▶ OBJECTIVE
Starting at the line that contains "field with a single point per instance." and continuing through the last line of the records, write out every line again, requests included, and add -101 to each coordinate value in the answers.

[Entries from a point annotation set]
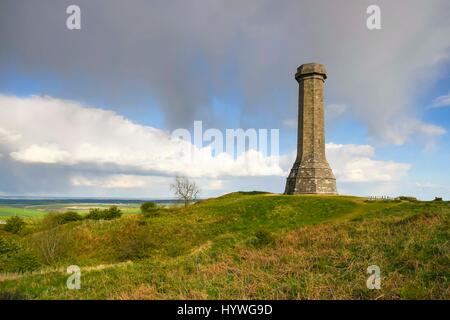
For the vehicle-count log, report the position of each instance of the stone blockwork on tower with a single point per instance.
(311, 172)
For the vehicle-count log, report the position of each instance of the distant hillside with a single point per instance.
(241, 246)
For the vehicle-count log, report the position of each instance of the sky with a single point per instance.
(90, 112)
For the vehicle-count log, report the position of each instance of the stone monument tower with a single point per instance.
(311, 172)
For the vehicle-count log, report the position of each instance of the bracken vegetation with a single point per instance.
(239, 246)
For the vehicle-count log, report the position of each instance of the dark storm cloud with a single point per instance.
(184, 53)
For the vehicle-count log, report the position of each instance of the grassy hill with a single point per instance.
(239, 246)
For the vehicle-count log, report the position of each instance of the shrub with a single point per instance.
(149, 209)
(11, 294)
(15, 258)
(14, 224)
(69, 216)
(410, 199)
(261, 238)
(51, 245)
(133, 241)
(105, 214)
(54, 219)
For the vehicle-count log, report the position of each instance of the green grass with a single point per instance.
(37, 211)
(21, 212)
(251, 246)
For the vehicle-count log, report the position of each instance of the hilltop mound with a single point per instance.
(250, 245)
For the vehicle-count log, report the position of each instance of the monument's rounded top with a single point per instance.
(311, 68)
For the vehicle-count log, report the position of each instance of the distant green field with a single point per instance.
(22, 212)
(41, 210)
(239, 246)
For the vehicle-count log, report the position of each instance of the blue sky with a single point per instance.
(230, 65)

▶ WRITTEN SOLUTION
For the vehicle-count log, report the position of each instance of the distant green field with a single point per instance.
(-79, 111)
(-60, 109)
(138, 145)
For the vehicle-count log, report the position of each instance of the blue sky with a single point per instance.
(129, -36)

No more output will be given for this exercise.